> **Problem statement**:
Set down exactly the lines below, starting at the one that contains "[pin] motorcycle exhaust pipe -- one per line" and ending at the one that contains "[pin] dirt track -- one per line", with both of those lines included and nothing else.

[Supplied data — start]

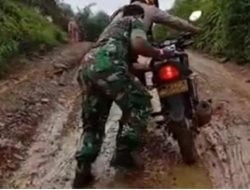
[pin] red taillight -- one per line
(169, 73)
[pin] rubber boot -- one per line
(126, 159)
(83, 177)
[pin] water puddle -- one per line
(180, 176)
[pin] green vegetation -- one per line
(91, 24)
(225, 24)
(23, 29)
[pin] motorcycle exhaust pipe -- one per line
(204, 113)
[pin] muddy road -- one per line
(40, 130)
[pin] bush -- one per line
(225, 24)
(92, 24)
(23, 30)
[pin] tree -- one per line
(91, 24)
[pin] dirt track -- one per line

[Supplied data — finish]
[Supplied data — start]

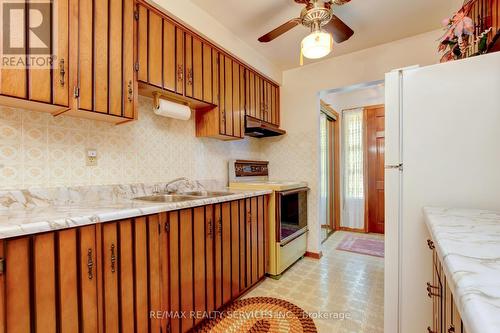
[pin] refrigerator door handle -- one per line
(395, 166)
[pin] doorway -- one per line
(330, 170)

[Supplied data — finish]

> **Finished exercise**:
[pin] motorcycle exhaust pipe -- one per line
(204, 113)
[pin] muddy road -- one per line
(40, 130)
[pin] bush -- one per line
(225, 24)
(92, 24)
(23, 30)
[pin] tree -- one per line
(91, 24)
[pin] dirt track -- one per line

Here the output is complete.